#### [Directions for this task]
Your task is to output the entries below word for word.

#### [Material for this task]
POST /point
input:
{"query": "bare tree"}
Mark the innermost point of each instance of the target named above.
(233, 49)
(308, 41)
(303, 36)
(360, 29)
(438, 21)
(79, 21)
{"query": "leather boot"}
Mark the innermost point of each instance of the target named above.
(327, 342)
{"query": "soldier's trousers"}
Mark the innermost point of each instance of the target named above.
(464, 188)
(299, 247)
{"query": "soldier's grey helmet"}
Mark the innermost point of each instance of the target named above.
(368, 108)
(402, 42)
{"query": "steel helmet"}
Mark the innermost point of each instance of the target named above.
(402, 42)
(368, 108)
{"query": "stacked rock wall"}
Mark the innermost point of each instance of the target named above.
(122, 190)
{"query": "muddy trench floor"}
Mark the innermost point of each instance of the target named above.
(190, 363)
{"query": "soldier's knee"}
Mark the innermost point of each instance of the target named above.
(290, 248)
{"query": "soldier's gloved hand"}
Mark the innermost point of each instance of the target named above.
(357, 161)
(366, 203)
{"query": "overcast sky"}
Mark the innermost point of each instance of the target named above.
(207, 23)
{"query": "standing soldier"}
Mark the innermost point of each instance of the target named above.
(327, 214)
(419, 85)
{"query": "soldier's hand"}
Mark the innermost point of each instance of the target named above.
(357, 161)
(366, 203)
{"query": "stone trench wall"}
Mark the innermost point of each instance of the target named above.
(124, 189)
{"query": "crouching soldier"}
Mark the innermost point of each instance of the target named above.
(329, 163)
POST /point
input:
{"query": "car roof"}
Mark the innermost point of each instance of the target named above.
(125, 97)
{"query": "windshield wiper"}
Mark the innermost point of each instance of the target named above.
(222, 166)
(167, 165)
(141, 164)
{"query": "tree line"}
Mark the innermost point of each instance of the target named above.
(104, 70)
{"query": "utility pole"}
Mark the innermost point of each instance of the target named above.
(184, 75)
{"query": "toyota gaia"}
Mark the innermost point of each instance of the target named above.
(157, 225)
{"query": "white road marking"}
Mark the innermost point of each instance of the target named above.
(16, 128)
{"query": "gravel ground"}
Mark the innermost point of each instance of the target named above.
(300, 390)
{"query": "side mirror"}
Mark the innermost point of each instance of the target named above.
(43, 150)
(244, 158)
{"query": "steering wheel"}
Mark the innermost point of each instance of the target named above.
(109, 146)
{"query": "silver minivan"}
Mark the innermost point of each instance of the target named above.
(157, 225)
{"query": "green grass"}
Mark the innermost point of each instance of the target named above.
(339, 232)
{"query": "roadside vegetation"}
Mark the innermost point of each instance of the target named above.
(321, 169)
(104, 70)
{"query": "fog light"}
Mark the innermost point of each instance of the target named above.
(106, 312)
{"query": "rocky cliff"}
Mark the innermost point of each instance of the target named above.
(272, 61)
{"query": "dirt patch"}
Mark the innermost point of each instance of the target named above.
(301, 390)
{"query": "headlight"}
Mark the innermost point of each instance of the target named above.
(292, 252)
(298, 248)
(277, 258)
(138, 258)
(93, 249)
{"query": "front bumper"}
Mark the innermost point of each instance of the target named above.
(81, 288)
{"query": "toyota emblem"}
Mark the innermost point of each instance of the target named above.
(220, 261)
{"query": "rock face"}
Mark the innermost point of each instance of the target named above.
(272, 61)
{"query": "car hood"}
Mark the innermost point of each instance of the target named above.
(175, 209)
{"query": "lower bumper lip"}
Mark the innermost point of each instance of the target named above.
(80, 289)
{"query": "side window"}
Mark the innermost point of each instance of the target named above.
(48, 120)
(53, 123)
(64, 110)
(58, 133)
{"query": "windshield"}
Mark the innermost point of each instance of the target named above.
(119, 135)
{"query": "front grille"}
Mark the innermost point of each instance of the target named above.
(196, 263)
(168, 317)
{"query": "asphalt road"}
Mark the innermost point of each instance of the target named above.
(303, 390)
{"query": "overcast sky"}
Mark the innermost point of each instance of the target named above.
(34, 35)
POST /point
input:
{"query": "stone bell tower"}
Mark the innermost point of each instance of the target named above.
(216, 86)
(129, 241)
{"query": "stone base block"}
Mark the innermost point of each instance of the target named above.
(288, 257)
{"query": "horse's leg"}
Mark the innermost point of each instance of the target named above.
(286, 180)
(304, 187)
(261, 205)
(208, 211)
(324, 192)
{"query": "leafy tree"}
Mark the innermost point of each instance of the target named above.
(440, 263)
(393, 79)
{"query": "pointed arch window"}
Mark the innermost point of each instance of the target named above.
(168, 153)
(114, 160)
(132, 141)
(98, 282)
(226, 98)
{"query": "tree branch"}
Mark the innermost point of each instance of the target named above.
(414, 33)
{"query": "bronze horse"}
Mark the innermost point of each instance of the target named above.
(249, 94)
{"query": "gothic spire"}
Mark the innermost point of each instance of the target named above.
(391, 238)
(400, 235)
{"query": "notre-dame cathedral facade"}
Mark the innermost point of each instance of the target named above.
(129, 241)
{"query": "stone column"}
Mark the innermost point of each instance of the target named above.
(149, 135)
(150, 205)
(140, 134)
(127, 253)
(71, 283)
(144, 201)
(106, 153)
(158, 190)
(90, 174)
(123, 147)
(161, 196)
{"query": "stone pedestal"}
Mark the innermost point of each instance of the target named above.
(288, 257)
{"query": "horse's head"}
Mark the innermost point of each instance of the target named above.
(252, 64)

#### [Problem solution]
POST /point
input:
{"query": "bare tree"}
Mark the innermost point of each instance of the target named above.
(233, 49)
(308, 41)
(303, 36)
(360, 29)
(438, 21)
(79, 21)
{"query": "leather boot"}
Mark the innermost point of each instance of the target named above.
(327, 342)
{"query": "soldier's trousers"}
Mark the innermost point of each instance of the target named above.
(464, 188)
(299, 247)
{"query": "soldier's grey helmet"}
Mark the innermost point of each instance of the target named above.
(368, 108)
(402, 42)
{"query": "steel helmet"}
Mark the innermost point of each instance of the target named above.
(402, 42)
(368, 108)
{"query": "stacked rock wall"}
Mark the innermost point of each instance of the target named above.
(122, 190)
{"query": "muddy trench floor"}
Mark the innermost point of each instance of the target named above.
(190, 363)
{"query": "soldier's knee"}
Mark the innermost point of each instance of the target named above.
(290, 248)
{"query": "soldier's gloved hand"}
Mark the innermost point of each instance of the target named above.
(357, 161)
(366, 203)
{"query": "overcast sky"}
Mark the innermost point of each instance of the target named above.
(207, 23)
{"query": "standing soldier"}
Mark the innermost point of each instance of the target named above.
(327, 214)
(419, 85)
{"query": "soldier's hand"}
Mark the innermost point of each instance of the target named above.
(357, 161)
(366, 203)
{"query": "stone trench wall"}
Mark the innermost point of each instance of the target named above.
(124, 189)
{"query": "crouching soldier"}
Mark the innermost point of each instance of the target named above.
(329, 163)
POST /point
input:
{"query": "car roof"}
Mark the innermost point of each instance of the target named above.
(125, 97)
{"query": "windshield wiper"}
Mark the innermost point of each instance of the target named above.
(222, 166)
(167, 165)
(141, 164)
{"query": "tree line"}
Mark the innermost point of each instance of the target named above.
(104, 70)
{"query": "utility pole"}
Mark the innermost point of each instance of the target named above.
(184, 75)
{"query": "toyota gaia"}
Mark the innermost point of each instance of the target named above.
(157, 225)
{"query": "white road marking"}
Mark the innermost point of each instance of the target named above.
(16, 128)
{"query": "gravel ground"}
Mark the innermost point of each instance of the target named above.
(300, 390)
{"query": "side mirror"}
Mark the innermost point of each instance of the target named above.
(43, 150)
(244, 158)
{"query": "steering wheel"}
Mark the innermost point of each instance of the target named above.
(109, 146)
{"query": "silver minivan"}
Mark the innermost point of each instance of the target named above.
(157, 225)
{"query": "green grass"}
Mark the innermost point of each instance of the target named above.
(339, 232)
{"query": "roadside vegetation"}
Mark the innermost point of each instance of the target named above.
(321, 169)
(104, 70)
{"query": "fog light"}
Mark the innermost point of each instance of the target named above.
(106, 312)
{"query": "rocky cliff"}
Mark the innermost point of each instance of the target named above.
(272, 61)
{"query": "dirt patch"}
Mark the innermost point of each instance of the target named above.
(301, 390)
{"query": "headlight"}
Mark the innermost point of each instance of the target named above.
(292, 252)
(298, 248)
(277, 258)
(138, 258)
(93, 249)
{"query": "front bumper"}
Mark the innermost point of each instance of the target named above.
(81, 288)
{"query": "toyota emblem"}
Mark the innermost point of each instance of the target named above.
(220, 261)
{"query": "rock face"}
Mark the innermost point of each instance of the target named above.
(272, 61)
{"query": "car hood"}
Mark the innermost point of each instance of the target named above.
(175, 209)
{"query": "lower bumper lip"}
Mark the innermost point of each instance of the target named above.
(80, 289)
{"query": "side window"}
Mark the innermost point of each instance of the target named above.
(48, 120)
(53, 123)
(64, 110)
(58, 133)
{"query": "windshield"}
Mark the innermost point of each instance of the target named above.
(119, 135)
{"query": "front grille"}
Mark the innermost point of each instance of the target named above.
(196, 263)
(168, 317)
{"query": "asphalt road"}
Mark the innermost point of each instance of the target named above.
(303, 390)
{"query": "overcast sky"}
Mark the innermost point of each instance of the target named above.
(34, 35)
POST /point
input:
{"query": "stone bell tower"}
Mark the innermost point of each instance of the target named above.
(216, 86)
(129, 241)
{"query": "stone base block"}
Mark the innermost point of each instance of the target named above.
(288, 257)
{"query": "horse's leg"}
Mark the innermost point of each instance of the target named above.
(286, 180)
(304, 187)
(261, 205)
(208, 211)
(324, 192)
{"query": "leafy tree"}
Mark the innermost point of each instance of the target named above.
(440, 263)
(393, 79)
{"query": "pointed arch window"}
Mark the innermost point of each instance of the target named above.
(168, 153)
(114, 160)
(132, 141)
(98, 282)
(226, 98)
{"query": "tree branch"}
Mark the innermost point of each instance of the target named above.
(414, 33)
{"query": "bronze horse"}
Mark the innermost point of each instance of the target named above.
(249, 94)
{"query": "gothic spire"}
Mark the innermost point of each instance of the target named above.
(391, 238)
(400, 235)
{"query": "notre-dame cathedral facade"}
Mark the innermost point of each instance of the target named above.
(129, 241)
{"query": "stone column"}
Mark the innermost point of each instance of the target named above.
(149, 135)
(150, 205)
(140, 134)
(127, 253)
(71, 283)
(144, 201)
(106, 153)
(158, 190)
(90, 174)
(123, 147)
(161, 196)
{"query": "stone pedestal"}
Mark the innermost point of each instance of the target named above.
(288, 257)
{"query": "horse's head"}
Mark the innermost point of each instance of the target named above.
(252, 64)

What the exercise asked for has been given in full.